====== Data for this exercise ======

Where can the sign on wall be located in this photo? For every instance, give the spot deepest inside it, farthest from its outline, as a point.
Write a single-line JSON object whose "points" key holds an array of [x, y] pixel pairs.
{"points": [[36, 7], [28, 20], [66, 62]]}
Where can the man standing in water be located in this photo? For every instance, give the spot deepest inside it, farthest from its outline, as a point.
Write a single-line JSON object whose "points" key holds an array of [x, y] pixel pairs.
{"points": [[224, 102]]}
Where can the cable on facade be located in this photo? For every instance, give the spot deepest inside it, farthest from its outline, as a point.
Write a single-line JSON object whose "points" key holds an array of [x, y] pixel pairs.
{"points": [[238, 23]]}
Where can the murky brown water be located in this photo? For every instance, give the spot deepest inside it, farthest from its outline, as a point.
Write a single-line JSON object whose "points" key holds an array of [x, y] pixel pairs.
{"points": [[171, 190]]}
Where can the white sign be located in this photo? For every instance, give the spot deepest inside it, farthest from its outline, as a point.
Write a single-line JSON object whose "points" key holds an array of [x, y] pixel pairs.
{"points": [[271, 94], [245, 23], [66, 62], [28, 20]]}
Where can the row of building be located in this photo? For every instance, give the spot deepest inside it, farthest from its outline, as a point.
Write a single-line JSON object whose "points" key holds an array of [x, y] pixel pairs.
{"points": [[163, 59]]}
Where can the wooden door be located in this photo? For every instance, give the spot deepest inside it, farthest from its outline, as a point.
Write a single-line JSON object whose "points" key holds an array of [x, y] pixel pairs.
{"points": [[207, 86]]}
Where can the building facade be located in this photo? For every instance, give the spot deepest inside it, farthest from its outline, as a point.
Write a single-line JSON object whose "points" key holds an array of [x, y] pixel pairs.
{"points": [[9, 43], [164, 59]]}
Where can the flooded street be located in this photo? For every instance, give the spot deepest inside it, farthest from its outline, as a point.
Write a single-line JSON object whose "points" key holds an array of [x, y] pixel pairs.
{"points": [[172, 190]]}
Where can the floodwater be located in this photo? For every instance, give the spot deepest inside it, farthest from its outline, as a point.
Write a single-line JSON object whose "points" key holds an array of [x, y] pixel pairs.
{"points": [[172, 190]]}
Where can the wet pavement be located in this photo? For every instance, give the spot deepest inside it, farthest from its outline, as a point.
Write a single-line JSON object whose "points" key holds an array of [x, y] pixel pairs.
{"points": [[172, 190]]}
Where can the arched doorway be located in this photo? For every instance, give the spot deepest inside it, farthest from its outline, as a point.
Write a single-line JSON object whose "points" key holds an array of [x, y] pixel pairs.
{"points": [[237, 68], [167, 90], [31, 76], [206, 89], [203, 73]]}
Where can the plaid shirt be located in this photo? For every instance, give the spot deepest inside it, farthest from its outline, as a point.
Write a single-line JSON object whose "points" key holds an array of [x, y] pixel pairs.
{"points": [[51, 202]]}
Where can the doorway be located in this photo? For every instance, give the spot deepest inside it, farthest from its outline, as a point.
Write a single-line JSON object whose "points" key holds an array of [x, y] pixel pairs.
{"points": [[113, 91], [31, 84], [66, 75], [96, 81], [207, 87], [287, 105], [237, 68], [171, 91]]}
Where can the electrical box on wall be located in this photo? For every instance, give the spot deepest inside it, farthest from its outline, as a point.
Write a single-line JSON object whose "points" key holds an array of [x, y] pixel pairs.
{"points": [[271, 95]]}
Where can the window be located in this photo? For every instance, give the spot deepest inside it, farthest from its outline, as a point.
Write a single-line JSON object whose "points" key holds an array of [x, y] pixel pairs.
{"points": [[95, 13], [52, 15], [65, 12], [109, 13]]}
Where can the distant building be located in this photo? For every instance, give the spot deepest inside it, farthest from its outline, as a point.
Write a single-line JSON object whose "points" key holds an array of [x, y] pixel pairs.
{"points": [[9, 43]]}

======
====== Data for this exercise ======

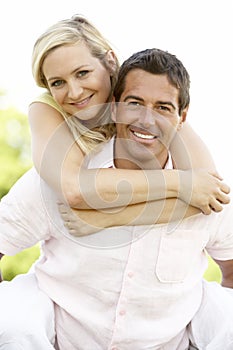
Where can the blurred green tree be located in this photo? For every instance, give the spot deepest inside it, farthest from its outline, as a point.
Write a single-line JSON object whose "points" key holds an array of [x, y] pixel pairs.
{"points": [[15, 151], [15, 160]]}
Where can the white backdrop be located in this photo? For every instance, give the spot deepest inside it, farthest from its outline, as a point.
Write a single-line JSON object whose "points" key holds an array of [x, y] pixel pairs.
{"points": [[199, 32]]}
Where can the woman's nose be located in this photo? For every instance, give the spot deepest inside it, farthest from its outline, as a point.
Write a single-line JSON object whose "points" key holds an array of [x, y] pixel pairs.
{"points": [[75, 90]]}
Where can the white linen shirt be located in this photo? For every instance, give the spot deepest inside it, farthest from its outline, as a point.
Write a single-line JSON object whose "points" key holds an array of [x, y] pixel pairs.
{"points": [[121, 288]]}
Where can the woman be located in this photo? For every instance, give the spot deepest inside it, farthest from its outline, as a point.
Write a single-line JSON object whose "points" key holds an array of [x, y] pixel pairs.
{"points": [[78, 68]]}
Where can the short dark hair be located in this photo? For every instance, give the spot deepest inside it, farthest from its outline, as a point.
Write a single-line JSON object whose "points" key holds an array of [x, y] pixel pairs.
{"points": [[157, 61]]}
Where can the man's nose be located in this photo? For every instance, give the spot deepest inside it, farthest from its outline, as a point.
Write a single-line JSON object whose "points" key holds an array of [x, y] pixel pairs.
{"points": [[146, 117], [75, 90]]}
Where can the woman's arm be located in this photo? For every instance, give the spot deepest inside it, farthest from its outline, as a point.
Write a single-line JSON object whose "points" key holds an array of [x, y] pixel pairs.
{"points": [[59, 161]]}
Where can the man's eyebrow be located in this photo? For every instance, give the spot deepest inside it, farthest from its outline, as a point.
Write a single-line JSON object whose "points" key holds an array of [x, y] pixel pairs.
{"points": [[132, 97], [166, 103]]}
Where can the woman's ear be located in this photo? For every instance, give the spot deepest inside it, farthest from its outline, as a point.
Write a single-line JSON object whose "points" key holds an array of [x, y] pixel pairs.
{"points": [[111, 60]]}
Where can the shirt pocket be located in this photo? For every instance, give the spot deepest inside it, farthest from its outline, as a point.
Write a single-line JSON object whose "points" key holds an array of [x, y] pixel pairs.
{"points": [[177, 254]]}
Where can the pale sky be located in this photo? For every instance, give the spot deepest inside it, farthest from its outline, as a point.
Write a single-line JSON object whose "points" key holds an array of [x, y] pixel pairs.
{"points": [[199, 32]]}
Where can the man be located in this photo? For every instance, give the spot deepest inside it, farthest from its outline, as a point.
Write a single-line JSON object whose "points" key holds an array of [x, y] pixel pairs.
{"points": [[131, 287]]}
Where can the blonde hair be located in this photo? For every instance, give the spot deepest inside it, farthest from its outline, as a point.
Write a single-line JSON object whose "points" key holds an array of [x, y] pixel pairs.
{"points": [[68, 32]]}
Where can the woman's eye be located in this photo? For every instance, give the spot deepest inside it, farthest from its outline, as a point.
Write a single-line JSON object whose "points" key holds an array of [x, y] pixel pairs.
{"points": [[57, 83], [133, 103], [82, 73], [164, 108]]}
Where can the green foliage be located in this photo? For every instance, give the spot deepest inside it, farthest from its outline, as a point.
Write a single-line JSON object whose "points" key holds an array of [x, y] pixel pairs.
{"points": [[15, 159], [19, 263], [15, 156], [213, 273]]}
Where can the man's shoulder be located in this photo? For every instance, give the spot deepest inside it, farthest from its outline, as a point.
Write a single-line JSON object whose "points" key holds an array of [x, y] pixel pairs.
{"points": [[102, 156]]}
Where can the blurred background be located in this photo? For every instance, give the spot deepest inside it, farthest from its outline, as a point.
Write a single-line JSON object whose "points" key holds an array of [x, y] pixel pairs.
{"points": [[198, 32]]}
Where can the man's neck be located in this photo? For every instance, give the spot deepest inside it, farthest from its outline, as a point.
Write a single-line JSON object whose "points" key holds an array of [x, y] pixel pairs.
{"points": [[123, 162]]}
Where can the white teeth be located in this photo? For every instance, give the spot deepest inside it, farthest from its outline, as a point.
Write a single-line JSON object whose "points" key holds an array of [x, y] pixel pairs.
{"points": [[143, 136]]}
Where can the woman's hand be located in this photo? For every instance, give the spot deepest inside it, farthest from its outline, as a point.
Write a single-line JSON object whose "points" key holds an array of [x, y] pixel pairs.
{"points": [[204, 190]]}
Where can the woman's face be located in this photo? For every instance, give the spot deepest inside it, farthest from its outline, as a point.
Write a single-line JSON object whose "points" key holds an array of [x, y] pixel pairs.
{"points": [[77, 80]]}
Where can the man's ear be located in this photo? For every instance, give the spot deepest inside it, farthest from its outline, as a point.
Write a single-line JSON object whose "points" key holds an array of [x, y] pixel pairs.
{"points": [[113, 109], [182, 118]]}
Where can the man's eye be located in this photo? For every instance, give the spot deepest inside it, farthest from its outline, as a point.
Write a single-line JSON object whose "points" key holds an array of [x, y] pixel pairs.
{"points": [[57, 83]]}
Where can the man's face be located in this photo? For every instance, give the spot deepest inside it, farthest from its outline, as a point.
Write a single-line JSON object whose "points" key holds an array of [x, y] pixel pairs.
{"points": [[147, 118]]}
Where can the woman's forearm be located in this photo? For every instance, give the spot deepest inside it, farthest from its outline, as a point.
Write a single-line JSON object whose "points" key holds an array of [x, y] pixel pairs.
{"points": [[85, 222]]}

======

Requirement ▸
How many lines in the data above hold the word "white"? Answer with the number alone.

Finished task ▸
4